(Saved entries)
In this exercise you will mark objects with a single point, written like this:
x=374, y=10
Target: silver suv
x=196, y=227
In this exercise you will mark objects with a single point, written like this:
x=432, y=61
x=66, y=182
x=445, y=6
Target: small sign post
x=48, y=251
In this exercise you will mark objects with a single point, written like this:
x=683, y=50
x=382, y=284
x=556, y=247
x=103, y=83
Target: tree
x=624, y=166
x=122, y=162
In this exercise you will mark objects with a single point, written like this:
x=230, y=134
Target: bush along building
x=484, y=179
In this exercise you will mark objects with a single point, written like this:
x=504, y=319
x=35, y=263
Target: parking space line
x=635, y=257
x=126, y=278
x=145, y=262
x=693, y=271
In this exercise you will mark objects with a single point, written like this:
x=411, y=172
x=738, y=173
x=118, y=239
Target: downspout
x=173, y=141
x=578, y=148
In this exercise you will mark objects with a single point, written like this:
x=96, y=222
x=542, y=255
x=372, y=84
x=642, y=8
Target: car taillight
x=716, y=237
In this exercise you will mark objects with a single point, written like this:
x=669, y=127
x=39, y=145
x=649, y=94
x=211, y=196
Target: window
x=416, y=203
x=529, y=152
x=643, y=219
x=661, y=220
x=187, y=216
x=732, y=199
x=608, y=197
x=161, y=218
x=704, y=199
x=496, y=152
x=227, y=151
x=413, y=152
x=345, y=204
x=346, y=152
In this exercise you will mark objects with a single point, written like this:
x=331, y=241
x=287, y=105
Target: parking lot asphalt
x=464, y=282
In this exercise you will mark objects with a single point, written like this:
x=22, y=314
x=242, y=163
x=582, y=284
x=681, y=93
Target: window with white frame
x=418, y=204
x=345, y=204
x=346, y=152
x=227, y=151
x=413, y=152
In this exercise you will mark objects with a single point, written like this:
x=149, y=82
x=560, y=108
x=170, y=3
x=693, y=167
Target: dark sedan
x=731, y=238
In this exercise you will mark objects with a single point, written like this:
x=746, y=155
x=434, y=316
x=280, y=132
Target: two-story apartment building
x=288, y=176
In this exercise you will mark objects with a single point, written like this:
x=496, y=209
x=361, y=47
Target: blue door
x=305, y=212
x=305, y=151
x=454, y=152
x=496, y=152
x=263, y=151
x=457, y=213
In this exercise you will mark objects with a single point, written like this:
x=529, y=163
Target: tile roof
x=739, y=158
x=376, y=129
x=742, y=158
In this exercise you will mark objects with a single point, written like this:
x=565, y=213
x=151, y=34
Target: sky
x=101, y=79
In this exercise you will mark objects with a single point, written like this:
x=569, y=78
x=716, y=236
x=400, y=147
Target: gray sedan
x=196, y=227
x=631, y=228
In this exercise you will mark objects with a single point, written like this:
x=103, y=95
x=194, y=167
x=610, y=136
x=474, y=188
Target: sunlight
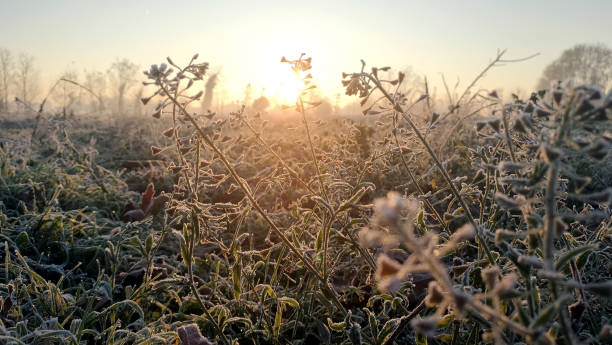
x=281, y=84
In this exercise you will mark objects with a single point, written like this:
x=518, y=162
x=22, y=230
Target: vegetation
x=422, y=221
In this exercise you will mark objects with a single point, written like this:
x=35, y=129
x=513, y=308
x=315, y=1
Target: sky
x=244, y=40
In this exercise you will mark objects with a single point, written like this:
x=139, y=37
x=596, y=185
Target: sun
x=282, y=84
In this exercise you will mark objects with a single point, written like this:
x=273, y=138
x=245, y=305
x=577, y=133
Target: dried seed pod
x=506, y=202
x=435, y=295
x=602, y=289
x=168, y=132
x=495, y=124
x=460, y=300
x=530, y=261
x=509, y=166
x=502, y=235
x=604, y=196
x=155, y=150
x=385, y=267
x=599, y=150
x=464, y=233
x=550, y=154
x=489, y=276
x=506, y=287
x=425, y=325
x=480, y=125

_Required work:_ A word-for-word copy of all the data is required, minus the pictures.

_Solution to this task:_
In this exercise you will mark objects with a single point, written like this:
x=374, y=10
Target: silver suv
x=196, y=227
In this exercise you will mark objects with a single point, written like this:
x=432, y=61
x=66, y=182
x=445, y=6
Target: small sign post
x=48, y=251
In this exercise you will mark objects with a single point, written like this:
x=683, y=50
x=382, y=284
x=556, y=247
x=103, y=83
Target: tree
x=624, y=166
x=122, y=162
In this exercise you will mark objects with a single point, written like this:
x=230, y=134
Target: bush along building
x=484, y=179
In this exercise you will mark objects with a single point, written like this:
x=504, y=319
x=35, y=263
Target: parking space line
x=635, y=257
x=126, y=278
x=145, y=262
x=693, y=271
In this exercise you will mark objects with a single point, written like this:
x=411, y=172
x=738, y=173
x=118, y=239
Target: downspout
x=173, y=141
x=578, y=148
In this exercise you will mark objects with a single point, written like this:
x=96, y=222
x=542, y=255
x=372, y=84
x=642, y=8
Target: car taillight
x=716, y=237
In this exercise you will mark objects with a single point, written like this:
x=669, y=127
x=39, y=145
x=649, y=94
x=211, y=196
Target: window
x=416, y=203
x=529, y=152
x=643, y=219
x=661, y=220
x=187, y=216
x=732, y=199
x=608, y=197
x=161, y=218
x=704, y=199
x=496, y=152
x=227, y=151
x=413, y=152
x=345, y=204
x=346, y=152
In this exercise you will mark objects with a single point, written like this:
x=331, y=241
x=287, y=105
Target: parking lot asphalt
x=464, y=282
In this exercise you will mark objects with a single point, written like this:
x=22, y=314
x=242, y=163
x=582, y=284
x=681, y=93
Target: window with white frame
x=418, y=204
x=345, y=204
x=346, y=152
x=227, y=151
x=413, y=152
In this exercise you will mark objects with a single point, written like this:
x=149, y=82
x=560, y=108
x=170, y=3
x=693, y=167
Target: dark sedan
x=731, y=238
In this exercise you will mark objects with a single point, written like this:
x=746, y=155
x=434, y=316
x=280, y=132
Target: two-story apartment building
x=288, y=176
In this exercise you will mark objects with a single point, written like this:
x=496, y=209
x=361, y=47
Target: blue door
x=305, y=212
x=305, y=151
x=454, y=152
x=496, y=152
x=263, y=151
x=457, y=213
In this exercise you will mark objects with a single point, written like this:
x=529, y=163
Target: tile roof
x=739, y=158
x=376, y=129
x=742, y=158
In this exercise you will mark objects with a single point, written like this:
x=565, y=213
x=151, y=34
Target: sky
x=101, y=79
In this exercise you will mark objects with a single point, written like this:
x=569, y=78
x=716, y=236
x=400, y=147
Target: gray sedan
x=196, y=227
x=631, y=228
In this exercise you will mark objects with a single point, written like this:
x=103, y=95
x=194, y=167
x=610, y=136
x=474, y=188
Target: sunlight
x=281, y=84
In this exercise you will mark objects with a single point, written like this:
x=518, y=162
x=22, y=230
Target: vegetation
x=422, y=221
In this exercise you will mark objects with a single point, written like this:
x=35, y=129
x=513, y=308
x=315, y=1
Target: sky
x=244, y=40
In this exercise you will mark objects with a single point, written like this:
x=139, y=37
x=596, y=185
Target: sun
x=282, y=84
In this exercise you will mark objects with a single point, written like this:
x=273, y=138
x=245, y=305
x=577, y=133
Target: dried seed pod
x=506, y=202
x=435, y=295
x=602, y=289
x=168, y=132
x=495, y=124
x=460, y=300
x=530, y=261
x=509, y=166
x=502, y=235
x=604, y=196
x=155, y=150
x=385, y=267
x=599, y=150
x=464, y=233
x=550, y=154
x=489, y=276
x=506, y=287
x=425, y=325
x=480, y=125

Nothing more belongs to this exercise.